Written instruction - Output the stretch of rows from the one containing "vent, I would be grateful." through the one containing "[[[184,37],[142,0],[73,0],[257,147],[287,140]]]", both ends included, as a JSON list of strings with one string per row and blank rows omitted.

##### Data for this exercise

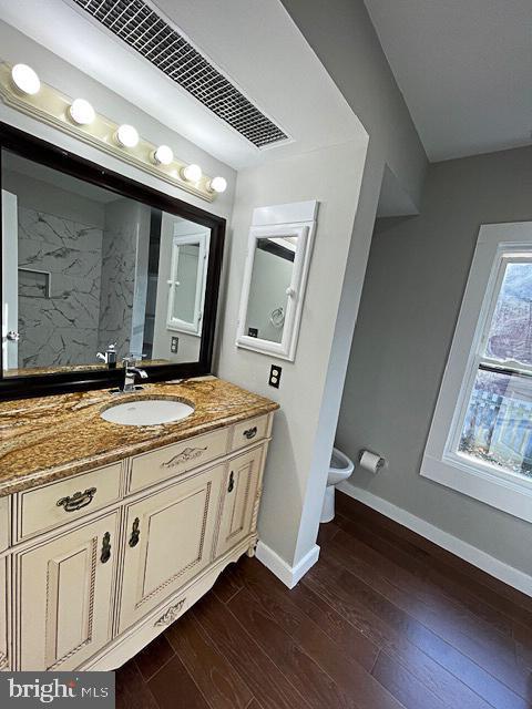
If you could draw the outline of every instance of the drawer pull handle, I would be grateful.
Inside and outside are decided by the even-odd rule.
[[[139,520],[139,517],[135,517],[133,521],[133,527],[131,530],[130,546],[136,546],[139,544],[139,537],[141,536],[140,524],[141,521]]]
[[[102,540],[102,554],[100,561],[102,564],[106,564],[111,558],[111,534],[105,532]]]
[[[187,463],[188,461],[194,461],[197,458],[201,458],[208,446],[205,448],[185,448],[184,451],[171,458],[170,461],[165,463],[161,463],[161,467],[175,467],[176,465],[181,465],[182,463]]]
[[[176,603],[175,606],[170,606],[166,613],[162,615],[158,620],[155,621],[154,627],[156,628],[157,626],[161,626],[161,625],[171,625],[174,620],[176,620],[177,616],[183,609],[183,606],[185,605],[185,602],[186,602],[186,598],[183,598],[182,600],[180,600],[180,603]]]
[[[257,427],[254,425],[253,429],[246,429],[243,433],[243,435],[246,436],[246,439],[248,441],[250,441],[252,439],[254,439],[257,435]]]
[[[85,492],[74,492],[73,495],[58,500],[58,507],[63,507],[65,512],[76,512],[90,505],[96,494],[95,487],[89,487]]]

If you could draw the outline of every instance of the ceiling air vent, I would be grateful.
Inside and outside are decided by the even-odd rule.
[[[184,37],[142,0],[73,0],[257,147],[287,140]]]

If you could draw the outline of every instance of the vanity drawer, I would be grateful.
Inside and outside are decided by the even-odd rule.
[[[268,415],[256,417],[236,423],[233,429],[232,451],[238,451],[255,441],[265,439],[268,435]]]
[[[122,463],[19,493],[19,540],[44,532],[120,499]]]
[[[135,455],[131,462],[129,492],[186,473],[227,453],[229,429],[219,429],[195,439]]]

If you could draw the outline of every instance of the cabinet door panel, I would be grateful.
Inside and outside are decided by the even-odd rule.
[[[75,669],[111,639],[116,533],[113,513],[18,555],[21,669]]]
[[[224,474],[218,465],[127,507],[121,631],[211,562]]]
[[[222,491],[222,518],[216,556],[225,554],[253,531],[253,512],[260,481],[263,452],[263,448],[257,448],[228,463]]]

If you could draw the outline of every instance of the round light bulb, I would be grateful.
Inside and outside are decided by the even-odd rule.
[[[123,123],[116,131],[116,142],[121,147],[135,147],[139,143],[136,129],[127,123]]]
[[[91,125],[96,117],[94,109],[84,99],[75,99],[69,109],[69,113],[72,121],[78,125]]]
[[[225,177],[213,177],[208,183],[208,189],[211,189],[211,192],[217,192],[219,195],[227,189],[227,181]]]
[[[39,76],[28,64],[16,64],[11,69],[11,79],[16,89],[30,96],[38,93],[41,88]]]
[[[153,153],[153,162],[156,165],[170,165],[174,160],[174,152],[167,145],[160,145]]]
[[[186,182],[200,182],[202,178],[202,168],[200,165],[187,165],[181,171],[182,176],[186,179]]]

##########
##### Data for this exercise

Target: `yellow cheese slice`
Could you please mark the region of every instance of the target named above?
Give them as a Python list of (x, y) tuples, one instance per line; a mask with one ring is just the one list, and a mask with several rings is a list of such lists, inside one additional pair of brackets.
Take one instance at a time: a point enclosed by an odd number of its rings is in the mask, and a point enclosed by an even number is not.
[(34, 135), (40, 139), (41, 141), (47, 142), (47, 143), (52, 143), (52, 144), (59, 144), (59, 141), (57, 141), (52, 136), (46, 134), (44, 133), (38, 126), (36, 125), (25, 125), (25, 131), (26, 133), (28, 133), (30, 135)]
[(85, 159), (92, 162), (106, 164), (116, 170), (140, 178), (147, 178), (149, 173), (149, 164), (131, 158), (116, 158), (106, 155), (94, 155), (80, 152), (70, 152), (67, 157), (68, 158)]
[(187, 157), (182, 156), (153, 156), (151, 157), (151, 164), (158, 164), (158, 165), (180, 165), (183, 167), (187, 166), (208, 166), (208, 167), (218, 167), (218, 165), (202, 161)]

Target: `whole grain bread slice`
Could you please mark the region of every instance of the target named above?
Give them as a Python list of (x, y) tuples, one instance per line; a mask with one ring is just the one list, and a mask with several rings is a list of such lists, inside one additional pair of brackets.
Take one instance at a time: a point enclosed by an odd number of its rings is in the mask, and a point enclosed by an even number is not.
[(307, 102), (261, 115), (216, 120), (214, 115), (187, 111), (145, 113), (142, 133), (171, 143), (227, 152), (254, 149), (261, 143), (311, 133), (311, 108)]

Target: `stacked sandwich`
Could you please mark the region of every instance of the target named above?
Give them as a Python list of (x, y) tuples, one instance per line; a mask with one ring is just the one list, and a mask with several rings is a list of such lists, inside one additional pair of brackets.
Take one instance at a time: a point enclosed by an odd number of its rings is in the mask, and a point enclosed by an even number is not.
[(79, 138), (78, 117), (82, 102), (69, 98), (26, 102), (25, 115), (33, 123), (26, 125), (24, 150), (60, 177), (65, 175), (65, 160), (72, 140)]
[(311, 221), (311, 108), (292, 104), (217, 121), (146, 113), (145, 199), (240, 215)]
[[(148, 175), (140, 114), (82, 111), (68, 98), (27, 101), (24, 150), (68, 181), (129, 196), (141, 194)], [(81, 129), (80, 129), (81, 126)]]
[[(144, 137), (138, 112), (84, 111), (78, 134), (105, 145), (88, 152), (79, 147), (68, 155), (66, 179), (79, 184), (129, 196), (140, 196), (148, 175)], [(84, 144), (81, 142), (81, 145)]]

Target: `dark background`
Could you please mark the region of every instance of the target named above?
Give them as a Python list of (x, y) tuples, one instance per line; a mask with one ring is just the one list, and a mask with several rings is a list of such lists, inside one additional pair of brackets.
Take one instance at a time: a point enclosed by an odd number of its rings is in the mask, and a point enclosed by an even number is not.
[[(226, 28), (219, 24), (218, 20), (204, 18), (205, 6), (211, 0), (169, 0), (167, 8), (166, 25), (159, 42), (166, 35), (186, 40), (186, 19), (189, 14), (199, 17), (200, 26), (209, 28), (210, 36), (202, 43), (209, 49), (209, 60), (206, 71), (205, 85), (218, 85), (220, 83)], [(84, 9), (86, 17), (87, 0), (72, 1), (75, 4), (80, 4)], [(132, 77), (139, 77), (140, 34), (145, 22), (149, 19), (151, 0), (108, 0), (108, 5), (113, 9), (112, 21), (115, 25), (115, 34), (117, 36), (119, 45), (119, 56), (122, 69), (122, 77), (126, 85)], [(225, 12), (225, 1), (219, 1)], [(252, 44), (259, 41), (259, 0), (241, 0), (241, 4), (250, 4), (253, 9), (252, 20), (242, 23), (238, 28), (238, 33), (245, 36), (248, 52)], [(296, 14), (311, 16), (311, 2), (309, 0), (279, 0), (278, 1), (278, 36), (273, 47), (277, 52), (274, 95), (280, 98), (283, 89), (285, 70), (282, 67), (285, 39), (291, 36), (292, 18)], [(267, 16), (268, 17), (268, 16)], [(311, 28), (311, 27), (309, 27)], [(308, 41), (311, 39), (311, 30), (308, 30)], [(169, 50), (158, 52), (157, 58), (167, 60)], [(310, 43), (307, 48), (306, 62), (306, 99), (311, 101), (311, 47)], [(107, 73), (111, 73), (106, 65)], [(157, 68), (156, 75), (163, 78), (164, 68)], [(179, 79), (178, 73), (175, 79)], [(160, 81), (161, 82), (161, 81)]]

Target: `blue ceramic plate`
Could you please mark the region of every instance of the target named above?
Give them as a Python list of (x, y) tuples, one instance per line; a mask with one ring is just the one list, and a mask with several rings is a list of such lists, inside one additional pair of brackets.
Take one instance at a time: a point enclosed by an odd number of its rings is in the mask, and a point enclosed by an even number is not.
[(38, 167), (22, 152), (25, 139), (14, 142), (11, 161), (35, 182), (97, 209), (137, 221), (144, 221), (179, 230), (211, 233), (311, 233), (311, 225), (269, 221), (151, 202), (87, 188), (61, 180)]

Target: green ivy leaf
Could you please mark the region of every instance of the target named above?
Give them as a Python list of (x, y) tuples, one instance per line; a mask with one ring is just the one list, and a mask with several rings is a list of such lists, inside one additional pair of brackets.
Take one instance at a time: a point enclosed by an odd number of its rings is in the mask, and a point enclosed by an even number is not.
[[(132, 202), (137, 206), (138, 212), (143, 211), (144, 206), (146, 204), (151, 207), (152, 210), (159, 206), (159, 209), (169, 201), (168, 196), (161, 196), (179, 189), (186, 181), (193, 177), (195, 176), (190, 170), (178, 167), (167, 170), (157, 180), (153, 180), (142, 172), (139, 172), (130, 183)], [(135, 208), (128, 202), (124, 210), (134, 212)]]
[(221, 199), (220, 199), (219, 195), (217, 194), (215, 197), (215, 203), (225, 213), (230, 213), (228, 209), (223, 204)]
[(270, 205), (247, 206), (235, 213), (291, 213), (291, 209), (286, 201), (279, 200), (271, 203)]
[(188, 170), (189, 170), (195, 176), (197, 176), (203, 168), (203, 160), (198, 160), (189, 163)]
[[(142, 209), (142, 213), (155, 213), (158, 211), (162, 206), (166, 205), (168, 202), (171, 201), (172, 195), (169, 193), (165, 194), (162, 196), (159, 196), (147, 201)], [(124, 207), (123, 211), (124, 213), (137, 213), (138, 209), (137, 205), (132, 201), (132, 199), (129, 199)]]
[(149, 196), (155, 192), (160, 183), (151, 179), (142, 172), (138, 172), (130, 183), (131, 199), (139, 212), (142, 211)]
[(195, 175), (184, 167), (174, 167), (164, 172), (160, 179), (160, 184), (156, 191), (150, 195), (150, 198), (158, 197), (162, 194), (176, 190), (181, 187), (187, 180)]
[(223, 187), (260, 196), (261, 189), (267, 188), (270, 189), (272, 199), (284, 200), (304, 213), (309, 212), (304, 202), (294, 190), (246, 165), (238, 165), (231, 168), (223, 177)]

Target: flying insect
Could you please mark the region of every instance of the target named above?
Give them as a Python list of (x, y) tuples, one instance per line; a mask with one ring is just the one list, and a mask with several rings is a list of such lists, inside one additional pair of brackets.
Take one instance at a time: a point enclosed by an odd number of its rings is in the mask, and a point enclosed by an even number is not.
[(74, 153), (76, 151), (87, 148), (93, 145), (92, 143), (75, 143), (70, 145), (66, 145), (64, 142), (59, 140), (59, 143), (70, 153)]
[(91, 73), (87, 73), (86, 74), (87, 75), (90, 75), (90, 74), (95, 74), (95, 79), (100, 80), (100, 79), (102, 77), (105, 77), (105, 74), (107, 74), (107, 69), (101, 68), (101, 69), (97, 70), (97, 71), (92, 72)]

##########
##### Data for this exercise

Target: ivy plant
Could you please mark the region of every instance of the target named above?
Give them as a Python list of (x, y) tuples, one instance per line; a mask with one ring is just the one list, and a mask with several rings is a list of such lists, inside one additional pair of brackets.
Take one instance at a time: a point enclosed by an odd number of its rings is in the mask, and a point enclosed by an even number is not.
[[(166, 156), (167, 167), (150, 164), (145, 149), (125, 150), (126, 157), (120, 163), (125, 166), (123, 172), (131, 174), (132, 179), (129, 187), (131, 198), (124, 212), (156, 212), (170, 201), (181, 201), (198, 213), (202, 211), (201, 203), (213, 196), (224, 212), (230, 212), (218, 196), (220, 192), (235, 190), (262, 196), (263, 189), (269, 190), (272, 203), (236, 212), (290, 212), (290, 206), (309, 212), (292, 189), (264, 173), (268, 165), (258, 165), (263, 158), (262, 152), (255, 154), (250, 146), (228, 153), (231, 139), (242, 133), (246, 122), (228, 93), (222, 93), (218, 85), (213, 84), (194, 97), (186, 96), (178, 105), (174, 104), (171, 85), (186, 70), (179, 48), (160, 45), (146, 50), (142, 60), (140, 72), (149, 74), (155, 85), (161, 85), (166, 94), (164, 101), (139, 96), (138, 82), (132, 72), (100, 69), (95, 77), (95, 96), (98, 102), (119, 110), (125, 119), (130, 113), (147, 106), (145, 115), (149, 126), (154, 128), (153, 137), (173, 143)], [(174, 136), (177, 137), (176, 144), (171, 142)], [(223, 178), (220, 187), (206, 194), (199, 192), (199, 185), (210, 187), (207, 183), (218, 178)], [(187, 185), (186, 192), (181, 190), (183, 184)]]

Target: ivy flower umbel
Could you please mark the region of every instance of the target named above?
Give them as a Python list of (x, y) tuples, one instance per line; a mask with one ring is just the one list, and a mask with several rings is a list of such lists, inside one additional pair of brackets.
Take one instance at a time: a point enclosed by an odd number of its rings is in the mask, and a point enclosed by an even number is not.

##########

Response to this task -
[
  "If you could draw the outline of every instance of the ceiling air vent, I would be grateful.",
  "Inside and outside are decided by the even-odd rule.",
  "[[[184,37],[142,0],[73,0],[257,147],[287,140]]]"
]